• **The task**: Reproduce all the records below, switching every occurrence of "locate" to "detect" and keeping everything else unchanged.

• **Stored records**:
<<<<

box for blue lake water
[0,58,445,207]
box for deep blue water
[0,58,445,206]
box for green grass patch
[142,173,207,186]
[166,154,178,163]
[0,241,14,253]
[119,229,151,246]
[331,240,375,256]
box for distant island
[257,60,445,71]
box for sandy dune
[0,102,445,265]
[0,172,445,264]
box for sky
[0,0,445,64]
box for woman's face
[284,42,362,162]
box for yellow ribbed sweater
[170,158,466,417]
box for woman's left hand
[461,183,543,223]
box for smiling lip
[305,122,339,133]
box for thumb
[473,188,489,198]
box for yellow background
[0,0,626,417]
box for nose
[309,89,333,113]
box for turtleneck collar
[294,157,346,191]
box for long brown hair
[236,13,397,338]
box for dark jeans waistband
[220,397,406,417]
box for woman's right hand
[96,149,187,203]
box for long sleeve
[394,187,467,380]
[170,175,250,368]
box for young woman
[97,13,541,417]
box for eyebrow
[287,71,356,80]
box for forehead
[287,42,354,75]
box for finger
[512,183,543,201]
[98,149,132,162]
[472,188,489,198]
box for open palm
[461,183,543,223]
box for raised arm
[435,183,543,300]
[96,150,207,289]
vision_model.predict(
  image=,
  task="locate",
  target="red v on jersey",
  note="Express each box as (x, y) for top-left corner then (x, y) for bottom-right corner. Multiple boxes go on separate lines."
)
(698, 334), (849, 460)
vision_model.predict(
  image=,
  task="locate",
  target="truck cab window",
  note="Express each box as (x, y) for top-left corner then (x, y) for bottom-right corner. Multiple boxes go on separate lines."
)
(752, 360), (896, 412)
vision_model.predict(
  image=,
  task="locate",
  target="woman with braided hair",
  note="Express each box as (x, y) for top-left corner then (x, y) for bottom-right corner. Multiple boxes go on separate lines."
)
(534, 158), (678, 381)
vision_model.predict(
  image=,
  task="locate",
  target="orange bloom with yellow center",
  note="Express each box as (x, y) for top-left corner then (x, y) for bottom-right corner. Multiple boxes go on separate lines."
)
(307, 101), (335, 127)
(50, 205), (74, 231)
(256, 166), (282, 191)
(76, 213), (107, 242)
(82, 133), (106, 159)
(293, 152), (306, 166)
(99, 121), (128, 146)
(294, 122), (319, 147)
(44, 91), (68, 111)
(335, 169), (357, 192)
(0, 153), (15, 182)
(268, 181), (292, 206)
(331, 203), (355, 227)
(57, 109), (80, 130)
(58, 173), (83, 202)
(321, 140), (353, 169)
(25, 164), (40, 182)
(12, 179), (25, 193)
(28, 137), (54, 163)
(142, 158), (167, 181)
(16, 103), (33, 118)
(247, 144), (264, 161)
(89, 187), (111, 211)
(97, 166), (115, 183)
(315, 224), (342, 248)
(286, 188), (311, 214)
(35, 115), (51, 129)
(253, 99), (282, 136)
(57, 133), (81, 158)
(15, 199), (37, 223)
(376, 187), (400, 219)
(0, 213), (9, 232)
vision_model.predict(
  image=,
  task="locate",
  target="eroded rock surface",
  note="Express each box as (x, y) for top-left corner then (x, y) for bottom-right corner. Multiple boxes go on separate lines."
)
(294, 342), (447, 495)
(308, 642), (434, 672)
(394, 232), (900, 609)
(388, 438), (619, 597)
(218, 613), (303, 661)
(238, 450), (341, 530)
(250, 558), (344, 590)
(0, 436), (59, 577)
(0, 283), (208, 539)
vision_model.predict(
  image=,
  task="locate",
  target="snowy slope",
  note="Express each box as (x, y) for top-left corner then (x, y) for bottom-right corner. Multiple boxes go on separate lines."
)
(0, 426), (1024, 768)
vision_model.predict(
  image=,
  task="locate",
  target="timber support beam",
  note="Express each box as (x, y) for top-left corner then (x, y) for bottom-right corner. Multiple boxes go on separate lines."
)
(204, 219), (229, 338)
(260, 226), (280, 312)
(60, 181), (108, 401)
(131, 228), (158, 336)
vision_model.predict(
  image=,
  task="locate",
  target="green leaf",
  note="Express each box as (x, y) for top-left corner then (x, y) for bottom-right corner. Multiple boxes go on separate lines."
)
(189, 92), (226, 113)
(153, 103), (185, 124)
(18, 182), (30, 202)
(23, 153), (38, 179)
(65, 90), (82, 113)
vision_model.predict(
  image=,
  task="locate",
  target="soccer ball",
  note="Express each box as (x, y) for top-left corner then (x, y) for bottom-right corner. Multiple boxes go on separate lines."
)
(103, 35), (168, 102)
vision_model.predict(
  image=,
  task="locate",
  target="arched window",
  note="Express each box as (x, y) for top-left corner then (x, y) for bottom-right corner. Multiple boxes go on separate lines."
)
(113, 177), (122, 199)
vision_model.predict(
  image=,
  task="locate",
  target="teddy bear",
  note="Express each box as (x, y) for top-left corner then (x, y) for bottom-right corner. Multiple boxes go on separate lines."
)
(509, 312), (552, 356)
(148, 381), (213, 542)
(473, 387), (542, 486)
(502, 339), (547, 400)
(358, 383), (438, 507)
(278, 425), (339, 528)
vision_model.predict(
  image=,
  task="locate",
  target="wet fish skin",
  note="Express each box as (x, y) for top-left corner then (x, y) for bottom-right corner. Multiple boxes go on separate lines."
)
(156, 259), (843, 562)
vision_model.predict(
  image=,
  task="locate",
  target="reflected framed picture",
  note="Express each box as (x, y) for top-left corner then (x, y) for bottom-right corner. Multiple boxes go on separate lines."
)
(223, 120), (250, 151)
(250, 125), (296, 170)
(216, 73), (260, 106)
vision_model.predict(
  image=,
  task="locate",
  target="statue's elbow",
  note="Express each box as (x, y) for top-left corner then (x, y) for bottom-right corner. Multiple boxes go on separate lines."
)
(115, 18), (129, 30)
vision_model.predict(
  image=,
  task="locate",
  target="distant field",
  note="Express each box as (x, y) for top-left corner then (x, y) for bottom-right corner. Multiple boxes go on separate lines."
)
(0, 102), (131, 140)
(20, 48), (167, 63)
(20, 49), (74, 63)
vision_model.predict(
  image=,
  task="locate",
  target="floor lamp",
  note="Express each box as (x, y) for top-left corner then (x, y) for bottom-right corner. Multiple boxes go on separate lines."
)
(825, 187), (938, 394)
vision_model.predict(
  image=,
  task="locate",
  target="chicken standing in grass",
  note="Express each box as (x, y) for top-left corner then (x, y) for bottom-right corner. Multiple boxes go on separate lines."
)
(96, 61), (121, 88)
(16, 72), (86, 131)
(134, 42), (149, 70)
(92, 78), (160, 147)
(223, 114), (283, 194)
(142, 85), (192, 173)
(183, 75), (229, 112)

>>>>

• **Task result**:
box for blue lake water
[0,58,445,207]
box for deep blue water
[0,58,445,206]
box for green grass patch
[142,173,207,186]
[166,154,178,163]
[0,241,14,253]
[119,229,151,246]
[331,240,375,256]
box for distant island
[257,60,445,71]
box for sandy dune
[0,102,445,265]
[0,172,445,264]
box for sky
[0,0,445,64]
box for woman's face
[284,42,362,162]
box for yellow ribbed sweater
[170,158,466,417]
box for woman's left hand
[461,183,543,223]
box for smiling lip
[305,122,339,133]
box for thumb
[473,188,489,198]
box for yellow background
[0,0,626,417]
box for nose
[309,89,333,113]
box for turtleneck collar
[294,157,346,191]
box for long brown hair
[236,13,397,338]
box for dark jeans waistband
[220,397,406,417]
box for woman's right hand
[96,149,187,203]
box for long sleeve
[394,187,467,380]
[170,175,250,368]
box for young woman
[97,13,541,417]
box for eyebrow
[287,71,356,80]
box for forehead
[287,42,354,75]
box for finger
[512,183,543,201]
[98,149,132,162]
[472,188,489,198]
box for open palm
[461,183,543,223]
box for raised arm
[435,183,543,300]
[96,150,207,289]
vision_model.predict(
  image=,
  task="detect",
  target="red v on jersey",
  note="Express each box as (x, y) for top-left corner then (x, y) for bottom-right corner. Multiple boxes go on separate lines."
)
(698, 334), (849, 460)
vision_model.predict(
  image=,
  task="detect",
  target="truck cab window",
  note="Express each box as (x, y) for top-left corner then (x, y) for bottom-right corner. Multiple boxes go on separate lines."
)
(752, 360), (896, 412)
vision_model.predict(
  image=,
  task="detect",
  target="woman with braided hair",
  note="Express each box as (x, y) for top-left corner then (x, y) for bottom-right corner. Multiple boxes go on separate lines."
)
(534, 158), (678, 381)
vision_model.predict(
  image=,
  task="detect",
  target="orange bloom with yellow center",
  note="Express each box as (x, y) for top-left corner then (x, y) for bottom-right corner. Multiple boxes go on separate lines."
)
(307, 101), (335, 127)
(50, 205), (74, 231)
(256, 166), (282, 191)
(76, 213), (107, 242)
(82, 133), (106, 159)
(293, 152), (306, 166)
(99, 121), (128, 146)
(294, 122), (319, 147)
(44, 91), (68, 111)
(335, 169), (357, 192)
(0, 153), (15, 182)
(268, 181), (292, 206)
(331, 203), (355, 227)
(57, 109), (80, 130)
(58, 173), (83, 202)
(321, 140), (353, 169)
(25, 164), (40, 182)
(12, 179), (25, 193)
(28, 137), (54, 163)
(142, 158), (167, 181)
(16, 103), (33, 118)
(247, 144), (264, 161)
(89, 187), (111, 211)
(97, 166), (115, 183)
(315, 224), (342, 248)
(286, 188), (311, 214)
(35, 115), (51, 129)
(253, 99), (282, 136)
(57, 133), (81, 158)
(15, 199), (37, 223)
(376, 187), (400, 219)
(0, 213), (9, 232)
vision_model.predict(
  image=,
  task="detect",
  target="eroded rock surface",
  note="Express each box as (x, y) for top-left corner then (x, y) for bottom-right corner. Multiple boxes go on separate lines."
)
(294, 342), (447, 495)
(308, 642), (434, 672)
(394, 232), (900, 609)
(388, 438), (619, 597)
(218, 613), (303, 661)
(238, 450), (341, 530)
(250, 558), (344, 590)
(0, 436), (59, 577)
(0, 283), (208, 539)
vision_model.predict(
  image=,
  task="detect",
  target="snowy slope",
  note="Express each box as (x, y) for top-left corner then (x, y) for bottom-right corner. Multiple boxes go on separate lines."
)
(0, 426), (1024, 768)
vision_model.predict(
  image=,
  task="detect",
  target="timber support beam",
  note="Express each box as (x, y) for top-left corner then (x, y) for bottom-right corner. Multiple boxes go on separate lines."
)
(204, 219), (229, 338)
(260, 226), (280, 312)
(60, 181), (108, 401)
(131, 228), (158, 336)
vision_model.predict(
  image=,
  task="detect",
  target="green leaf",
  note="Express each box as (x, y) for top-left corner then (x, y) for bottom-right corner. Multiple boxes go on separate lines."
)
(189, 92), (226, 113)
(153, 103), (185, 124)
(18, 182), (30, 202)
(23, 153), (38, 179)
(65, 90), (82, 113)
vision_model.predict(
  image=,
  task="detect",
  target="soccer ball",
  note="Express each box as (x, y) for top-left corner then (x, y) for bottom-right corner. Multiple boxes go on separate lines."
)
(103, 35), (168, 102)
vision_model.predict(
  image=,
  task="detect",
  target="arched window",
  note="Express each box as (x, y) for top-left corner then (x, y) for bottom-right corner. Multiple boxes go on separate lines."
)
(113, 177), (122, 199)
vision_model.predict(
  image=,
  task="detect",
  target="teddy bear",
  note="Express each box as (x, y) for top-left corner then (x, y) for bottom-right corner. Multiple boxes go on separate lines."
)
(509, 312), (552, 356)
(148, 381), (213, 542)
(473, 387), (542, 486)
(502, 339), (547, 400)
(358, 383), (438, 507)
(278, 425), (339, 528)
vision_model.predict(
  image=,
  task="detect",
  target="wet fish skin",
  note="Express each box as (x, y) for top-left corner then (x, y) for bottom-right corner. Multiple boxes go on separate lines."
)
(156, 259), (843, 562)
vision_model.predict(
  image=,
  task="detect",
  target="reflected framed picture",
  note="Express each box as (x, y) for top-left corner then (x, y) for bottom-right corner. Multiple boxes go on separate lines."
)
(223, 120), (250, 151)
(250, 125), (296, 170)
(216, 73), (260, 106)
vision_model.predict(
  image=,
  task="detect",
  target="statue's elbow",
  note="Express each box as (x, y) for top-left corner then (x, y) for bottom-right corner. Multiple boxes go on separate lines."
)
(115, 18), (129, 30)
vision_model.predict(
  image=,
  task="detect",
  target="distant field",
  note="Express each box as (x, y) for top-left corner then (x, y) for bottom-right corner. Multiple boxes go on separate lines."
)
(0, 102), (131, 140)
(20, 48), (167, 63)
(20, 49), (74, 63)
vision_model.predict(
  image=,
  task="detect",
  target="floor lamp",
  note="Express each box as (x, y) for top-left corner then (x, y) for bottom-right corner. Multiple boxes go on separate lines."
)
(825, 187), (938, 394)
vision_model.predict(
  image=,
  task="detect",
  target="chicken standing in grass",
  note="Express each box as (x, y) for top-left corner then (x, y) for bottom-right corner. Multiple boxes go on separate lines."
)
(96, 61), (121, 88)
(16, 72), (86, 131)
(134, 42), (149, 70)
(92, 78), (160, 147)
(223, 114), (283, 194)
(142, 85), (192, 173)
(183, 75), (229, 112)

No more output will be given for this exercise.